My Friend Vicki gave us a HUGE zucchini from her community garden plot last week and I decided to go {sweet} with it rather than the usual savory.
: Coconut Almond Zucchini Bread :
3 cups AP flour
1 tsp. salt
1 tsp. baking soda
1 tsp. baking powder
3 eggs
1 cup vegetable oil
2 1/4 cups sugar
3 tsp. almond extract
2 cups grated zucchini {3-4 small zukes}
1/4 cup grated coconut {unsweetened}
Grease your bundt pan {I used a little butter}. Preheat oven 10 325*. Sift flour, salt, baking powder and baking soda together in a bowl. Beat eggs, oil, almond extract and sugar together in a large bowl. Add sifted ingredients to the creamed mixture, and beat well. Stir in zucchini and coconut until well combined. Pour batter into prepared bundt pan and bake for 50-60 minutes, or until a knife inserted in the center comes out clean. Cool in pan for about 20 minutes. Place a plate over the top of the bundt pan and flip over…bread will fall from the pan on it’s own.
This recipe was a happy accident…I had run out of vanilla and cinnamon and substituted with almond extract and the coconut instead. It turned out very moist and the almond & coconut were a little something out of the ordinary. Next time I will make these into muffins. You could certainly get 2 smaller loaves {or even 3 mini loaves} out of this recipe to give as gifts at the holidays. Bake in a disposable loaf pan and adjust oven times accordingly.
Popping in again to share a healthy, fall inspired meal.
I discovered this in the May 2012 issue of Better Homes and Gardens, but thought the apple glaze would be perfect for Fall…..and it was.
: Spicy Apple-Glazed Meatballs & Yam Hash :
For the meatballs:
1 egg
1/4 c. milk
2 slices white or wheat bread, torn {I used 1/4 cup bread crumbs instead}
1 lb. 85% lean ground beef {I used a package of ground turkey}
4 cloves garlic, minced
1/2 tsp. freshly ground black pepper
1/4 tsp. salt
1/4 tsp. cayenne pepper
1 tbsp. vegetable oil {for frying….I baked my meatballs in the oven @ 450* for 17-20 minutes}
For the glaze:
1 cup apple juice
1/4 cup reduced sodium soy sauce
3 tbsp. packed brown sugar
1 1/2 tsp. cornstarch
1 tsp. ground ginger {I used fresh}
1/4 tsp. cayenne pepper
6 green onions, sliced
1. Whisk together egg and milk in a bowl. Add torn bread or bread crumbs. Let sit for a few minutes until softened. Add ground meat, garlic, black pepper, salt and cayenne. Mix thoroughly. Roll into balls ~ I got 20 meatballs, but you can go bigger or smaller, just be sure to adjust your cooking time accordingly.
2. Bake meatballs at 450* for 17-20 minutes on a foil lined baking sheet sprayed with PAM. Or you can heat the oil in a 12 inch skillet and cook the meatballs a few at a time until they are brown and crusty on the outside. Turn occasionally. About 6 minutes per batch. Remove cooked meatballs and place onto a paper towel lined plate to remove any excess oil. Wipe out skillet with a paper towel and begin to prepare the glaze.
———
Pick up the recipe post above where it stops and keep writing it.

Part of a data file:
———
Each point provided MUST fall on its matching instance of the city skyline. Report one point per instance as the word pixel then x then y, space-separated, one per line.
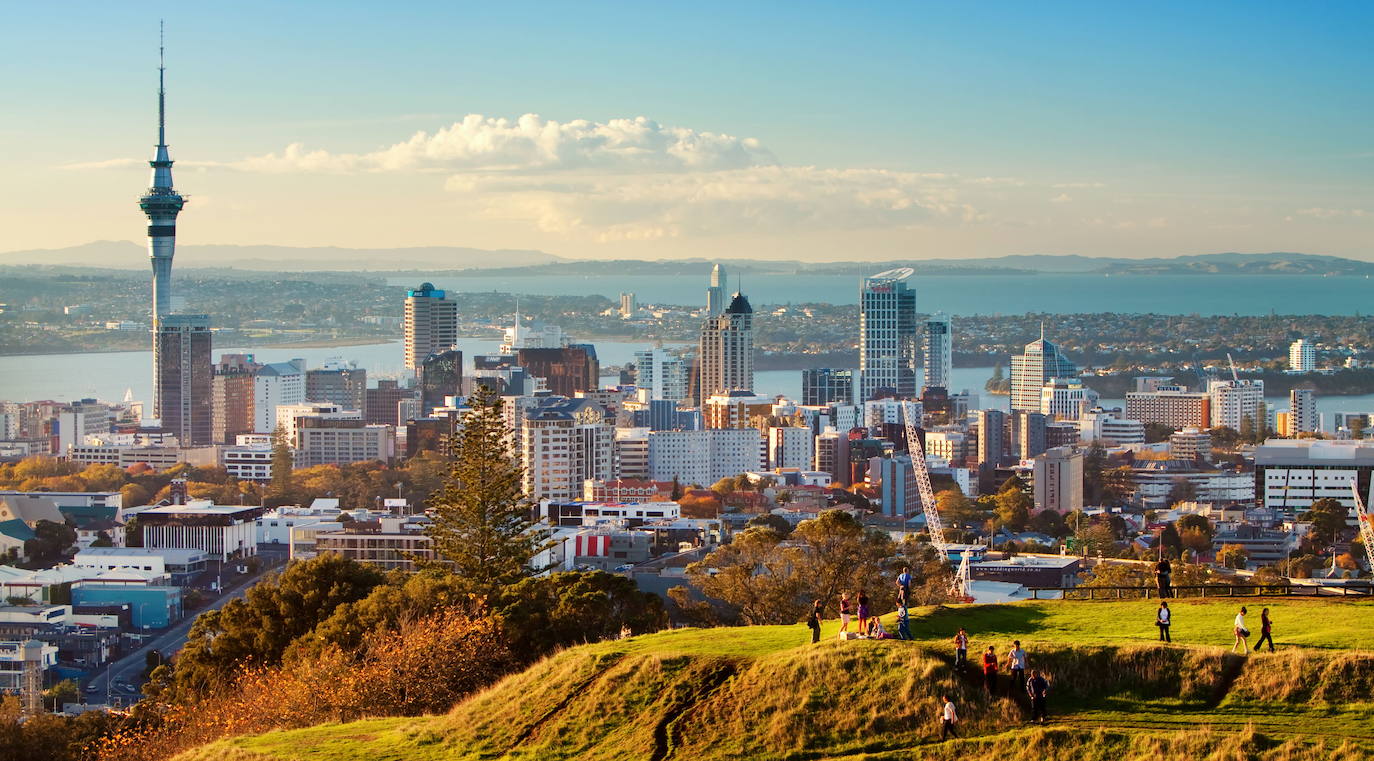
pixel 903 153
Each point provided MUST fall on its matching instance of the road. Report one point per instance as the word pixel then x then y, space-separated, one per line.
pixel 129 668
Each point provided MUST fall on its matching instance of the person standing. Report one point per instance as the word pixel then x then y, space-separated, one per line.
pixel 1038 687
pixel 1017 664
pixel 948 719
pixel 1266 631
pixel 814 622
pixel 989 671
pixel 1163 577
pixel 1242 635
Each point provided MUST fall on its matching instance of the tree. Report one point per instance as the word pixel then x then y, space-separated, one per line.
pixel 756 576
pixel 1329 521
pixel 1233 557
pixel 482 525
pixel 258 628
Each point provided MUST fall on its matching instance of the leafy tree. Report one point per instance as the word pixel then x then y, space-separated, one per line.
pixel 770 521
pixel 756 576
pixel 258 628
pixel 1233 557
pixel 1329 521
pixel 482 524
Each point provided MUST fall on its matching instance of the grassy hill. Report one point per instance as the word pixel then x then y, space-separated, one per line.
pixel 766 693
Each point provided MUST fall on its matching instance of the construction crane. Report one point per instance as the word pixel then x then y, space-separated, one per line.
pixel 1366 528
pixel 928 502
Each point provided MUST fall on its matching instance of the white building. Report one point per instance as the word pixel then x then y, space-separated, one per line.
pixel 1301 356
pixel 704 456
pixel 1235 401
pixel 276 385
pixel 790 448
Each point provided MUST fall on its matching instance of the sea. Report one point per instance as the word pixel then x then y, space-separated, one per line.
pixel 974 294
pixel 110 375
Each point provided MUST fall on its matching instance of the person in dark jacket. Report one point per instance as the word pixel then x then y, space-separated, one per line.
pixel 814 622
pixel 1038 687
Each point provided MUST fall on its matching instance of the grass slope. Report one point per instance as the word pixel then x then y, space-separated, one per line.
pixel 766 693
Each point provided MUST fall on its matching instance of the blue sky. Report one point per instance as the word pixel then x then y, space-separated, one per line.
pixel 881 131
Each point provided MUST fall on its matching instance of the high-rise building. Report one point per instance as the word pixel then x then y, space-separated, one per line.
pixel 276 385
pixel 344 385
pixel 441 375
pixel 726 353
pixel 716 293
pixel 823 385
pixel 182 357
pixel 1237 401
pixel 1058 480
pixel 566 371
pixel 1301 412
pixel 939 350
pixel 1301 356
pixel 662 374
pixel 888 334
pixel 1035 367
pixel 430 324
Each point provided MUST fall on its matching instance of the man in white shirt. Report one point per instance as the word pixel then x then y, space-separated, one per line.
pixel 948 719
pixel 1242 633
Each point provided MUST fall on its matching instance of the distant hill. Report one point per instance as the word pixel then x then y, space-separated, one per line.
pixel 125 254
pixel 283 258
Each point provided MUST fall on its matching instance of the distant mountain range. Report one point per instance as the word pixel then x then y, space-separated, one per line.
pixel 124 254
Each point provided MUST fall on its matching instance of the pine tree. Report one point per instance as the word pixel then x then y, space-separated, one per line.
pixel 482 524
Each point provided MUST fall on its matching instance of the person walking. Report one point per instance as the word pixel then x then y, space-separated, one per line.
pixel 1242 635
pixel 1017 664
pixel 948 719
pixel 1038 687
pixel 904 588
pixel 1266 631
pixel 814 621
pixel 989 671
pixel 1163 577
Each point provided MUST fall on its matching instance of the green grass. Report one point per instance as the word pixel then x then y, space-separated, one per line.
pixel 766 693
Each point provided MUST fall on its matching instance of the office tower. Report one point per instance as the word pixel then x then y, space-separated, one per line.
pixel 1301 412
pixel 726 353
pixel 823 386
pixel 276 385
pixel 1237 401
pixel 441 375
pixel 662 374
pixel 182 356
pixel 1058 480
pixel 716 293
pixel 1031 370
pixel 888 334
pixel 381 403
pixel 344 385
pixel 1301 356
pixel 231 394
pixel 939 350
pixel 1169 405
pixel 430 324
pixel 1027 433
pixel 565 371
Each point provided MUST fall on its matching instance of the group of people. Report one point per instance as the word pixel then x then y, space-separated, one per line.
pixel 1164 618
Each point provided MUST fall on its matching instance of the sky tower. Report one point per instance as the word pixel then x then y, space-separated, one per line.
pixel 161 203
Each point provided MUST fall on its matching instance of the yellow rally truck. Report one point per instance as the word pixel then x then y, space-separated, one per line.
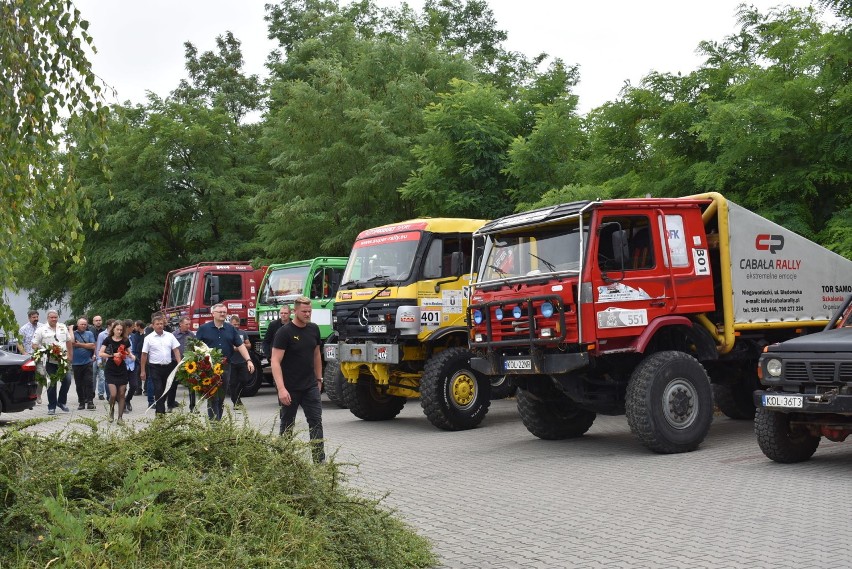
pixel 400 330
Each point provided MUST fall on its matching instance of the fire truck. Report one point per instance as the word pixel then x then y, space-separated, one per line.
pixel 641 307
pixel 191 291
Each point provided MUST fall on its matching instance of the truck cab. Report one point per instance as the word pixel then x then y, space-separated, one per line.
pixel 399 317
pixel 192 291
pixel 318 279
———
* [Final answer]
3. For the glaze, combine apple juice, soy sauce, brown sugar, cornstarch, ginger and cayenne in a bowl. In the same skillet, over medium heat, cook and stir sauce until thick and bubbly {should be at a full boil}. Cook and stir about 2 minutes more. Return meatballs to skillet to glaze and heat through. Top with green onions after plating.
: Yam Hash:
I just kind of made this up based off this recipe. I had two yams that needed to be eaten up so I just grated them with my box grater and sliced up a shallot that I had sitting around. You could also use a little onion instead. Drizzle a little olive oil in a pan and add the shallot and the grated yam/sweet potato. Saute, stirring occasionally, until soft. That’s it.
Plate the hash up with about 4-5 meatballs and don’t forget to add some Sriracha to your hash if you like heat!
Here I go again…..abandoning my blog! Life needs to S-L-O-W down.
I wanted to pop in and share a healthy recipe that I discovered in Shape Magazine {September 2012}.
Rocco Dispirito’s take on healthifying Italian favorites ~ this one caught my attention….
: Sausage and Peppers:
A typical sausage and pepper hero from a Chicago or New York street corner is delish, but can pack almost a day’s worth of calories {approx. 1150 cals}. Rocco’s guilt-free version has just around 290 calories.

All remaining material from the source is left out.